WHAT THIS EXERCISE ASKS.
- a) In the biography of José María Rivarola Matto, where were his parents' country houses and manufactures located?
- b) Using the biography of José María Rivarola Matto, explain why he was sent to the Chaco at age 16.

>> BEGIN DOCUMENT

- Born: José María Rivarola Matto 18 December 1917 Asunción, Paraguay
- Died: 13 September 1998 (aged 80) Asunción, Paraguay
- Known for: Writer, journalist
- Notable work: "Follaje en los ojos" "Mi pariente el cocotero" "El fin de Chipí González" "La encrucijada del Espíritu Santo"

= José María Rivarola Matto =

Jose Maria Rivarola Matto (1917–1998) was a writer born in Asunción, Paraguay, 18 December 1917, son of Octaviano Rivarola Bogarín and Victoriana Matto. Dramatist, narrator, essayist and journalist, he was an occasional collaborator of diverse Paraguayan magazines and journals.

== Childhood and youth ==

He spent his childhood at the San José High School of Asunción during the time of lessons, and spent in his parents' country houses and manufactures located in Rosario, San Pedro Department, during the holidays.

The house of the Rivarola Matto family was located at the Wilson Street (Eligio Ayala Street nowadays) near Antequera, in front of the San Roque's Church square. He used to go there when he sneaked out from the barracks so he could sleep comfortably and then subtly get in again at the morning. Because of that prank he was sent at his 16 years old to the Chaco during the war against Bolivia as a private.

>> END DOCUMENT
>> BEGIN RAW RECORDS

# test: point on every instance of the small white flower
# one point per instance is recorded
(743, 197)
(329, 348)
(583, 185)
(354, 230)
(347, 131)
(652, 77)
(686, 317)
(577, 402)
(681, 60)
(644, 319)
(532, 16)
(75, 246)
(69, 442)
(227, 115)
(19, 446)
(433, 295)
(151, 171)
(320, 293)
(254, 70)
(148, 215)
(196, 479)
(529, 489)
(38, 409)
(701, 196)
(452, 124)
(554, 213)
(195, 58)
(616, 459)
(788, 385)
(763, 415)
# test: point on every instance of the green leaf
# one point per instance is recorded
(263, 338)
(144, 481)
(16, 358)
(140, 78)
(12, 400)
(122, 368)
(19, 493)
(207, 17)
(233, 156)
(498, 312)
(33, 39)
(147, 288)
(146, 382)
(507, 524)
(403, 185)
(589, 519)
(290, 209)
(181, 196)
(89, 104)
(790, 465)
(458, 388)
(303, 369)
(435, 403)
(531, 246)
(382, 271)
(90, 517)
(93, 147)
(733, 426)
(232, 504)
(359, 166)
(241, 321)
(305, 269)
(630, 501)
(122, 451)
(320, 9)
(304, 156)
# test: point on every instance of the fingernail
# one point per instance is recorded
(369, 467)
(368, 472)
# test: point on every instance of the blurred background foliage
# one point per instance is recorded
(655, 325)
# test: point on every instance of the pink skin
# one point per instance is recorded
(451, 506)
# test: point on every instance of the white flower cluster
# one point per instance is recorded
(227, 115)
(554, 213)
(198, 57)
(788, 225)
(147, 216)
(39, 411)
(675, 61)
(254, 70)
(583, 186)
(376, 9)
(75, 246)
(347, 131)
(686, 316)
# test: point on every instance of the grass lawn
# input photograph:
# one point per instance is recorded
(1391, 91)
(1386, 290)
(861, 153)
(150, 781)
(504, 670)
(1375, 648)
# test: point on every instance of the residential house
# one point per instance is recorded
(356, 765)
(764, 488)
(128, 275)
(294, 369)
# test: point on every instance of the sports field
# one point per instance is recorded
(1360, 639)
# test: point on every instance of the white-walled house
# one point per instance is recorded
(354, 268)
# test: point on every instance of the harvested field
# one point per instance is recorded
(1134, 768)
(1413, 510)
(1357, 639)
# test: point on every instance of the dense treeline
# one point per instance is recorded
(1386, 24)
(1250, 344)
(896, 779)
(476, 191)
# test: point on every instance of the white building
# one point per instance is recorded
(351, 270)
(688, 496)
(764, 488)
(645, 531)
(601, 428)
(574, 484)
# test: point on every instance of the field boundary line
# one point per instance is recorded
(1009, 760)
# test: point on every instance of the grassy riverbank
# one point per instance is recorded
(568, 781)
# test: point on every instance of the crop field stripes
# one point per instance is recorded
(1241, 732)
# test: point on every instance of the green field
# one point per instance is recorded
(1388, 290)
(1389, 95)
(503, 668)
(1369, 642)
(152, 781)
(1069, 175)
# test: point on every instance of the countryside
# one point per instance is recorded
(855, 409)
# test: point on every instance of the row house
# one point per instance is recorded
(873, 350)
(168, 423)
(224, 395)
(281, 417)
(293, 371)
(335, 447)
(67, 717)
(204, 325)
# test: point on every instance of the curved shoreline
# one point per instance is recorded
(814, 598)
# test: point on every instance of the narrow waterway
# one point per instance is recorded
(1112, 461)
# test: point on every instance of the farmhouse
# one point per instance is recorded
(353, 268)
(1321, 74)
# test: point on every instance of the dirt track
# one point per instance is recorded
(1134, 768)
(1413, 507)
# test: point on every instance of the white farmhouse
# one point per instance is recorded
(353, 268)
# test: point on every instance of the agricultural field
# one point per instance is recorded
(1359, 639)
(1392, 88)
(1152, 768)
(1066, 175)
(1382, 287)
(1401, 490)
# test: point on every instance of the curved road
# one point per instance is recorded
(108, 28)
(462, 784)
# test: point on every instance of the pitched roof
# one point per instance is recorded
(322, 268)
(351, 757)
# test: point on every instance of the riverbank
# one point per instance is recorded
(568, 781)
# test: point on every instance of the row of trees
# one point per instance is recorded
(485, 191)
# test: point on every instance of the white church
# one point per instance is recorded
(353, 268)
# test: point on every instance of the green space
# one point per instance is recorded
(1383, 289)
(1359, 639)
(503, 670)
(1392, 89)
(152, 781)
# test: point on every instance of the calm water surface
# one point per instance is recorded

>> END RAW RECORDS

ANSWER LIST.
- a) They were located in Rosario, San Pedro Department.

- b) He used to sneak out of the barracks to sleep comfortably at his family's house, then quietly get back in the next morning. Because of that prank, he was sent to the Chaco at 16 as a private during the war against Bolivia.